Could you turn every line of the material below into a numbered list, dropping any blank lines?

Entries for labeling object positions:
>>>>

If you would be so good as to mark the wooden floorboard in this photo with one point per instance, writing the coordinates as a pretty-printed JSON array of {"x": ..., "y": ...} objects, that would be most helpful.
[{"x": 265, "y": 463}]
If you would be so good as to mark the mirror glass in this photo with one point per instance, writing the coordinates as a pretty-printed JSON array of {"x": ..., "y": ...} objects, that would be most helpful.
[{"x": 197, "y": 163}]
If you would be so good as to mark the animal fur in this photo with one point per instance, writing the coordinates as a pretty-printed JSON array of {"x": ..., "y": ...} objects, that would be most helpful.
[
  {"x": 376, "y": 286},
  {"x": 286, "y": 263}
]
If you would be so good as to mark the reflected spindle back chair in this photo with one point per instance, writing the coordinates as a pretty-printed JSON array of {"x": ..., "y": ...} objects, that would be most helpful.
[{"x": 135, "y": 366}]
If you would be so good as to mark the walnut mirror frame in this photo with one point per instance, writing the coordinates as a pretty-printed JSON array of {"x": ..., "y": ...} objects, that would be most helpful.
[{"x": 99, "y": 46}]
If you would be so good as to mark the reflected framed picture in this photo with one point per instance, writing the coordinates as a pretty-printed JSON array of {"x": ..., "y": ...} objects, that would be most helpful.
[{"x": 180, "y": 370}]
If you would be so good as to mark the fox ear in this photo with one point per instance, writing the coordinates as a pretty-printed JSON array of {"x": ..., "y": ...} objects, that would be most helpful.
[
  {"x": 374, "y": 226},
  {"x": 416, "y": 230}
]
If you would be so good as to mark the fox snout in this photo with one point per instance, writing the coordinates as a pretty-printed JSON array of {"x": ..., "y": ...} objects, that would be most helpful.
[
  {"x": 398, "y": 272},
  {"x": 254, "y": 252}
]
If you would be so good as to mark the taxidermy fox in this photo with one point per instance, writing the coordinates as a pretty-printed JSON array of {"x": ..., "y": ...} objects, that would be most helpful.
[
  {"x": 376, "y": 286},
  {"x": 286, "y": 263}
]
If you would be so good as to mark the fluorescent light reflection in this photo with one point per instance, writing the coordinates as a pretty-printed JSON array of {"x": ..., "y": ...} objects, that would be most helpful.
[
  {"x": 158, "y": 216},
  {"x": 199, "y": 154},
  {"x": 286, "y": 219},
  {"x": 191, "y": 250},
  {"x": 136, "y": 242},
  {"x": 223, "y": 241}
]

<<<<

Reply:
1. If you would be so good as to mark the wooden floorboard in this photo with one point per instance, writing the coordinates as a pretty-printed JSON array of {"x": ..., "y": ...} objects, that would be most helpful.
2. [{"x": 265, "y": 463}]
3. If you would be so good as to mark the mirror glass in this photo with one point per instance, writing the coordinates as a pretty-printed JSON array of {"x": ..., "y": ...} objects, that would be most helpful.
4. [{"x": 197, "y": 163}]
5. If you would be so good as to mark the animal fur in this photo with one point per instance, writing the coordinates as a pretty-printed JSON array of {"x": ..., "y": ...} objects, that would be most helpful.
6. [
7.   {"x": 376, "y": 286},
8.   {"x": 286, "y": 263}
9. ]
10. If you would be so good as to mark the reflected spindle back chair in this photo with one point per instance, writing the coordinates as a pretty-printed JSON array of {"x": ..., "y": ...} objects, that would be most helpful.
11. [{"x": 135, "y": 366}]
12. If you would be so good as to mark the walnut mirror frame in this photo with one point per instance, writing the coordinates as a pretty-printed JSON array of {"x": ..., "y": ...} objects, that would be most helpful.
13. [{"x": 99, "y": 46}]
14. If you would be so good as to mark the reflected framed picture in this photo with one point per instance, writing the coordinates as a pretty-printed JSON array of {"x": ..., "y": ...} objects, that would be most helpful.
15. [{"x": 180, "y": 370}]
16. If you would be so good as to mark the fox ear in this photo with one point per instance, writing the coordinates as a pretty-printed JSON array of {"x": ..., "y": ...} objects, that would be most helpful.
17. [
18.   {"x": 374, "y": 226},
19.   {"x": 416, "y": 230}
20. ]
21. If you would be so good as to mark the fox snout in this photo with one point per instance, writing the coordinates as a pretty-printed JSON array of {"x": ..., "y": ...} objects, that would be most helpful.
22. [
23.   {"x": 398, "y": 272},
24.   {"x": 254, "y": 252}
25. ]
26. If you would be so good as to mark the taxidermy fox in this photo with one point per instance, writing the coordinates as a pretty-printed JSON array of {"x": ..., "y": ...} objects, that would be most helpful.
27. [
28.   {"x": 376, "y": 286},
29.   {"x": 286, "y": 263}
30. ]
31. If you would be so good as to mark the fluorescent light reflection in this photo with one point per instance, writing the coordinates as a pretty-printed JSON array of {"x": ..., "y": ...} objects, that would be most helpful.
32. [
33.   {"x": 158, "y": 216},
34.   {"x": 199, "y": 154},
35.   {"x": 286, "y": 219},
36.   {"x": 191, "y": 250},
37.   {"x": 136, "y": 242},
38.   {"x": 223, "y": 241}
39. ]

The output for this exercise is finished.